ÉNONCÉ — Présentez sous forme de liste numérotée toutes les lignes des items ci-dessous, en omettant les lignes vides. N'incluez pas les images dans votre réponse.

# # # #

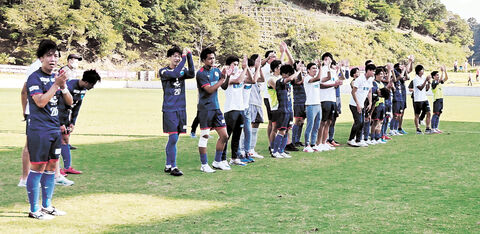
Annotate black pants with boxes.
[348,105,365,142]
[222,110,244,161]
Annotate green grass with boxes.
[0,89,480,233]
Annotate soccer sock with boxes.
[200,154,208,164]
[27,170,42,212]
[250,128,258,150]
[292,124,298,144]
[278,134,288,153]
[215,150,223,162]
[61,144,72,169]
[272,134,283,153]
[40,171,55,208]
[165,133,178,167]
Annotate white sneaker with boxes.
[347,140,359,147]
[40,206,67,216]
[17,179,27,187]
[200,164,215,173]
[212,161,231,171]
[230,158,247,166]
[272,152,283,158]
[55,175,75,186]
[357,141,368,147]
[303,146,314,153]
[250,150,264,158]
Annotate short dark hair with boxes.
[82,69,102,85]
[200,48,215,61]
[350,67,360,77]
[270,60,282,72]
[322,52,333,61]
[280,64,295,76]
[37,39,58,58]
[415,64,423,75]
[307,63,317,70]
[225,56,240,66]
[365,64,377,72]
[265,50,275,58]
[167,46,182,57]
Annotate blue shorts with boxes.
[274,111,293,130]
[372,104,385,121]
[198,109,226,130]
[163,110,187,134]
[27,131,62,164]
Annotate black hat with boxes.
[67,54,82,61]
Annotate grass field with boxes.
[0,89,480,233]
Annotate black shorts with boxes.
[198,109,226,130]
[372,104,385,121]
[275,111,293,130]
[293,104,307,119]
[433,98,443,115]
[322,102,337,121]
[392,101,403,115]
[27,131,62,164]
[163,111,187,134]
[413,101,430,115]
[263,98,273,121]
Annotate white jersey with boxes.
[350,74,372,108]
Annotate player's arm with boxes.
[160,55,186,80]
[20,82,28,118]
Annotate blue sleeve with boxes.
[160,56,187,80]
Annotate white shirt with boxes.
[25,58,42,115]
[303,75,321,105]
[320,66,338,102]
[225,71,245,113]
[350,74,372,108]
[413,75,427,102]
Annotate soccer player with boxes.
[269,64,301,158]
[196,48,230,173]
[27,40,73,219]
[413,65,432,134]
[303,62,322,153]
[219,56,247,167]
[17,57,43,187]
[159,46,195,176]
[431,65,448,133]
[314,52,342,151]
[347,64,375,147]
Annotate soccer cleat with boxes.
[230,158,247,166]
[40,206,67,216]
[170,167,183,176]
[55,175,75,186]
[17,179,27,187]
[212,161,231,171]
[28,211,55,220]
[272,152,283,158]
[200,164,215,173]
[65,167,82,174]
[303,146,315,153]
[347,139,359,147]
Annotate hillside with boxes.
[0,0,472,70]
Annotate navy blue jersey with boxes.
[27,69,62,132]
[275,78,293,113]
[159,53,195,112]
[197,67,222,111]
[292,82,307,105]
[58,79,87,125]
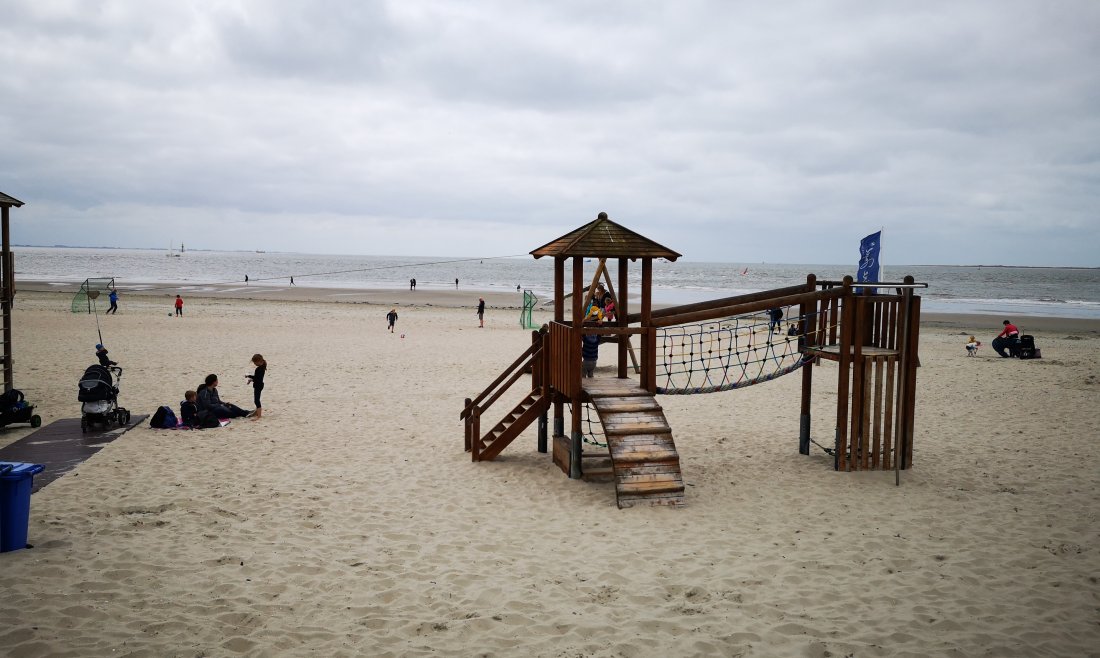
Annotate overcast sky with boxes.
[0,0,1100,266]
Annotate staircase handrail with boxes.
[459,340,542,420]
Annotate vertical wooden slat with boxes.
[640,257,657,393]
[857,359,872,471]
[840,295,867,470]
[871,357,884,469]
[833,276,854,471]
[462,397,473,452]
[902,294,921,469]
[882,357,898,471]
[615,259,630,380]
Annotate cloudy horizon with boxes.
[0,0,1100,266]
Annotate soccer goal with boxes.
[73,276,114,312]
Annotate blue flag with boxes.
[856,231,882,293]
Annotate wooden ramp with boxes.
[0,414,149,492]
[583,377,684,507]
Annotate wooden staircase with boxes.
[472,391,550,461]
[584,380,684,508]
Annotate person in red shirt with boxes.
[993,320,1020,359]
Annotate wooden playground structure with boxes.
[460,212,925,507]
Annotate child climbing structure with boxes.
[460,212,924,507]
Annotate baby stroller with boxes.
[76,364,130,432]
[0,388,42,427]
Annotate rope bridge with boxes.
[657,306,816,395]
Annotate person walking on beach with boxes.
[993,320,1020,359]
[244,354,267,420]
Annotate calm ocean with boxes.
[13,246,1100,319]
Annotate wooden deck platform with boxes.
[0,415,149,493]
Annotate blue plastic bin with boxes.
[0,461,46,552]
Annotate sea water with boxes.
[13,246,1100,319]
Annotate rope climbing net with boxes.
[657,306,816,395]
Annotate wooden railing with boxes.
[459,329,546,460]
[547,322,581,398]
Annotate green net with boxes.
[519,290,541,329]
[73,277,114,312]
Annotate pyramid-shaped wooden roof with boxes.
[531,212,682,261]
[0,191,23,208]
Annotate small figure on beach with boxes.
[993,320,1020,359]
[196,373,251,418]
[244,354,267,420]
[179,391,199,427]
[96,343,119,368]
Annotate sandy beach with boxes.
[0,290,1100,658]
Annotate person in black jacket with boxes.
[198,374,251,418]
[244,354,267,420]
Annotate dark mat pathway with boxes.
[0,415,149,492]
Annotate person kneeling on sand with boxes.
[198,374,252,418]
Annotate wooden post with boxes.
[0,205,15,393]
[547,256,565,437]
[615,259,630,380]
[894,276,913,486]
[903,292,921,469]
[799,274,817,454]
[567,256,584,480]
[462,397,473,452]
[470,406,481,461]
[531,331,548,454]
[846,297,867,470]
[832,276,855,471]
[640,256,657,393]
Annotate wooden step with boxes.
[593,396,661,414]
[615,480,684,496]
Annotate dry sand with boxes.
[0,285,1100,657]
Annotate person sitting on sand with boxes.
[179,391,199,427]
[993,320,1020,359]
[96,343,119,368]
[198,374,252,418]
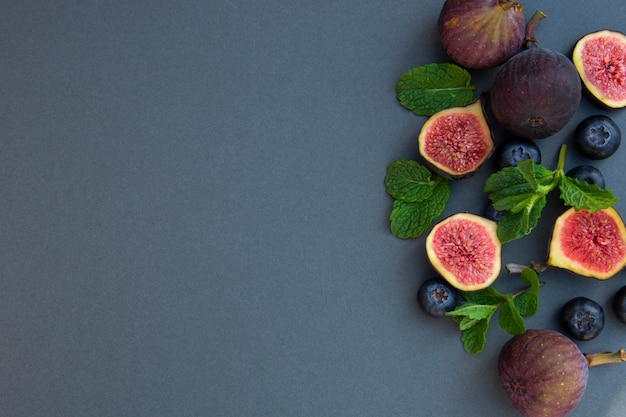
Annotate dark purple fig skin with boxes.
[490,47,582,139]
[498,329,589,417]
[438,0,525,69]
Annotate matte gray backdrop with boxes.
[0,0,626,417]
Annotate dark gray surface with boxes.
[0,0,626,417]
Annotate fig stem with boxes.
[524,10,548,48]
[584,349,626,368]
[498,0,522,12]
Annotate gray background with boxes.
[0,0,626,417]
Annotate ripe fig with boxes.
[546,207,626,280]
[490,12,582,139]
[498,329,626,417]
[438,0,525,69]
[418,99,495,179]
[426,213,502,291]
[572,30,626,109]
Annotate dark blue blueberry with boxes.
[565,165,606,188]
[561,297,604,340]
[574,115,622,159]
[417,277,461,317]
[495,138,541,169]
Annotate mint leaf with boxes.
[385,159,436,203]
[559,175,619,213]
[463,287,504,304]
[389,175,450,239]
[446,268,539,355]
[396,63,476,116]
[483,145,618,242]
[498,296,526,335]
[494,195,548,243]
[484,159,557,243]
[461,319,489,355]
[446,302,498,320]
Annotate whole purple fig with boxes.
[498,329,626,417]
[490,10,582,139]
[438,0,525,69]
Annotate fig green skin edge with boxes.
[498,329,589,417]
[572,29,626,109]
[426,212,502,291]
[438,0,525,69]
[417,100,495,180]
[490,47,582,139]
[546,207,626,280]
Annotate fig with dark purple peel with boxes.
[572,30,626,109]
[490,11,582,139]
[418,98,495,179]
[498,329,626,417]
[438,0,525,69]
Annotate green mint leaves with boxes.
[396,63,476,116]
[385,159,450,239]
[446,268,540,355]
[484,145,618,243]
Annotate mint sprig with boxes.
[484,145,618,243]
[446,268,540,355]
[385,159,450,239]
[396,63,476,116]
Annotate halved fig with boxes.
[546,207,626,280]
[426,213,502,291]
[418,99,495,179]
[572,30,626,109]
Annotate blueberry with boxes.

# # # #

CORRIGÉ DE L'EXERCICE —
1. Annotate black pants with boxes.
2. [348,105,365,142]
3. [222,110,244,161]
4. Annotate green grass with boxes.
5. [0,89,480,233]
6. Annotate soccer sock with boxes.
7. [200,154,208,164]
8. [27,170,42,212]
9. [250,128,258,150]
10. [292,124,298,144]
11. [278,134,288,153]
12. [215,150,223,162]
13. [61,144,72,169]
14. [272,134,283,153]
15. [40,171,55,208]
16. [165,133,178,167]
17. Annotate white sneaker with boxes.
18. [347,140,359,147]
19. [40,206,67,216]
20. [17,179,27,187]
21. [200,164,215,173]
22. [212,161,231,171]
23. [230,158,247,166]
24. [272,152,283,158]
25. [55,175,75,186]
26. [357,141,368,147]
27. [303,146,314,153]
28. [250,150,264,158]
29. Annotate short dark hair with boxes.
30. [82,69,102,85]
31. [200,48,215,61]
32. [350,67,360,77]
33. [270,60,282,72]
34. [322,52,333,61]
35. [280,64,295,76]
36. [37,39,58,58]
37. [415,64,423,75]
38. [307,63,317,70]
39. [225,56,240,66]
40. [365,64,377,72]
41. [265,50,275,58]
42. [167,46,182,57]
43. Annotate blue shorts with boxes.
44. [274,111,293,130]
45. [372,104,385,121]
46. [198,109,226,130]
47. [163,110,187,134]
48. [27,131,62,164]
49. Annotate black hat with boxes.
50. [67,54,82,61]
51. Annotate grass field with boxes.
52. [0,89,480,233]
53. Annotate black shorts with boxes.
54. [198,109,226,130]
55. [372,104,385,121]
56. [275,111,293,130]
57. [293,104,307,119]
58. [433,98,443,115]
59. [322,102,337,121]
60. [392,101,403,115]
61. [27,131,62,164]
62. [163,111,187,134]
63. [413,101,430,115]
64. [263,98,273,121]
65. Annotate white jersey with boxes.
66. [350,74,372,108]
67. Annotate player's arm with boxes.
68. [160,55,186,80]
69. [20,82,28,118]
70. Annotate blue sleeve with boxes.
71. [160,56,187,80]
72. Annotate white shirt with boxes.
73. [25,58,42,115]
74. [303,75,321,105]
75. [320,66,338,102]
76. [225,71,245,113]
77. [350,74,372,108]
78. [413,75,427,102]
79. Annotate soccer player with boxes.
80. [269,64,301,158]
81. [196,48,230,173]
82. [27,40,73,219]
83. [413,65,432,134]
84. [303,62,322,153]
85. [219,56,247,167]
86. [17,57,43,187]
87. [159,46,195,176]
88. [431,65,448,133]
89. [314,52,342,151]
90. [347,64,375,147]
91. Annotate soccer cleat with boxes.
92. [230,158,247,166]
93. [40,206,67,216]
94. [170,167,183,176]
95. [55,175,75,186]
96. [17,179,27,187]
97. [212,161,231,171]
98. [28,211,55,220]
99. [272,152,283,158]
100. [200,164,215,173]
101. [65,167,82,174]
102. [303,146,315,153]
103. [347,139,359,147]
104. Annotate hillside with boxes.
105. [0,0,472,70]
106. Annotate navy blue jersey with boxes.
107. [27,69,62,132]
108. [275,78,293,113]
109. [159,53,195,112]
110. [197,67,222,111]
111. [292,82,307,105]
112. [58,79,87,125]
113. Annotate overcast sky with boxes.
114. [0,0,1100,266]
115. Annotate staircase handrail with boxes.
116. [459,340,542,420]
117. Annotate vertical wooden slat with boxes.
118. [640,257,657,393]
119. [857,359,872,471]
120. [840,295,867,470]
121. [871,357,884,469]
122. [833,276,854,471]
123. [462,397,473,452]
124. [902,294,921,469]
125. [882,357,898,471]
126. [615,259,630,380]
127. Annotate cloudy horizon with boxes.
128. [0,0,1100,266]
129. Annotate soccer goal with boxes.
130. [73,276,114,312]
131. Annotate blue flag with boxes.
132. [856,231,882,293]
133. Annotate wooden ramp with boxes.
134. [0,414,149,492]
135. [583,377,684,507]
136. Annotate wooden staircase with boxes.
137. [472,391,550,461]
138. [584,380,684,508]
139. Annotate person in red shirt with boxes.
140. [993,320,1020,359]
141. Annotate wooden playground structure with boxes.
142. [460,212,925,507]
143. Annotate child climbing structure with boxes.
144. [460,212,924,507]
145. Annotate baby stroller with boxes.
146. [76,364,130,432]
147. [0,388,42,427]
148. Annotate rope bridge with boxes.
149. [657,306,816,395]
150. Annotate person walking on beach with boxes.
151. [993,320,1020,359]
152. [244,354,267,420]
153. Annotate calm ocean with boxes.
154. [13,246,1100,319]
155. Annotate wooden deck platform with boxes.
156. [0,415,149,493]
157. Annotate blue plastic bin with boxes.
158. [0,461,46,552]
159. Annotate sea water with boxes.
160. [13,246,1100,319]
161. Annotate rope climbing net with boxes.
162. [657,306,816,395]
163. Annotate wooden railing with boxes.
164. [459,329,546,460]
165. [547,322,581,398]
166. Annotate green net with boxes.
167. [519,290,541,329]
168. [73,277,114,312]
169. Annotate pyramid-shaped wooden roof with boxes.
170. [531,212,682,261]
171. [0,191,23,208]
172. Annotate small figure on beach with boxes.
173. [993,320,1020,359]
174. [196,373,251,418]
175. [244,354,267,420]
176. [179,391,199,427]
177. [96,343,119,368]
178. Annotate sandy beach with boxes.
179. [0,290,1100,658]
180. Annotate person in black jacket with boxes.
181. [198,374,251,418]
182. [244,354,267,420]
183. Annotate dark mat pathway with boxes.
184. [0,415,149,492]
185. Annotate person kneeling on sand with boxes.
186. [198,374,252,418]
187. Annotate wooden post with boxes.
188. [0,205,15,393]
189. [547,256,565,437]
190. [615,259,630,380]
191. [894,276,913,486]
192. [903,292,921,469]
193. [799,274,817,454]
194. [567,256,584,480]
195. [462,397,473,452]
196. [470,406,481,461]
197. [531,331,548,454]
198. [846,297,867,470]
199. [832,276,855,471]
200. [640,256,657,393]
201. Annotate wooden step with boxes.
202. [593,396,661,414]
203. [615,480,684,496]
204. Annotate dry sand with boxes.
205. [0,285,1100,657]
206. Annotate person sitting on sand with boxes.
207. [179,391,199,427]
208. [993,320,1020,359]
209. [96,343,119,368]
210. [198,374,252,418]
211. Annotate dark purple fig skin with boxes.
212. [490,47,582,139]
213. [498,329,589,417]
214. [438,0,525,69]
215. Annotate matte gray backdrop with boxes.
216. [0,0,626,417]
217. Annotate dark gray surface with boxes.
218. [0,0,626,417]
219. Annotate fig stem with boxes.
220. [524,10,548,48]
221. [584,349,626,368]
222. [498,0,522,12]
223. Annotate gray background with boxes.
224. [0,0,626,417]
225. Annotate ripe fig with boxes.
226. [546,207,626,280]
227. [490,12,582,139]
228. [498,329,626,417]
229. [438,0,525,69]
230. [418,99,495,179]
231. [426,213,502,291]
232. [572,30,626,109]
233. Annotate dark blue blueberry with boxes.
234. [565,165,606,188]
235. [561,297,604,340]
236. [574,115,622,159]
237. [417,277,461,317]
238. [495,138,541,169]
239. Annotate mint leaf with boxes.
240. [385,159,436,203]
241. [559,175,619,213]
242. [463,287,504,304]
243. [389,175,450,239]
244. [446,268,539,355]
245. [396,63,476,116]
246. [483,145,618,242]
247. [498,296,526,335]
248. [494,195,548,243]
249. [484,159,557,243]
250. [461,319,489,355]
251. [446,302,498,320]
252. Annotate whole purple fig with boxes.
253. [498,329,626,417]
254. [490,10,582,139]
255. [438,0,525,69]
256. Annotate fig green skin edge with boxes.
257. [498,329,589,417]
258. [572,29,626,109]
259. [426,212,502,291]
260. [438,0,525,69]
261. [417,100,495,180]
262. [490,47,582,139]
263. [546,207,626,280]
264. Annotate fig with dark purple peel with boxes.
265. [572,30,626,109]
266. [490,11,582,139]
267. [418,98,495,179]
268. [498,329,626,417]
269. [438,0,525,69]
270. Annotate green mint leaves with boxes.
271. [396,63,476,116]
272. [385,159,450,239]
273. [446,268,540,355]
274. [484,145,618,243]
275. Annotate mint sprig with boxes.
276. [484,145,618,243]
277. [446,268,540,355]
278. [385,159,450,239]
279. [396,63,476,116]
280. Annotate halved fig with boxes.
281. [546,207,626,280]
282. [426,213,502,291]
283. [418,99,495,179]
284. [572,30,626,109]
285. Annotate blueberry with boxes.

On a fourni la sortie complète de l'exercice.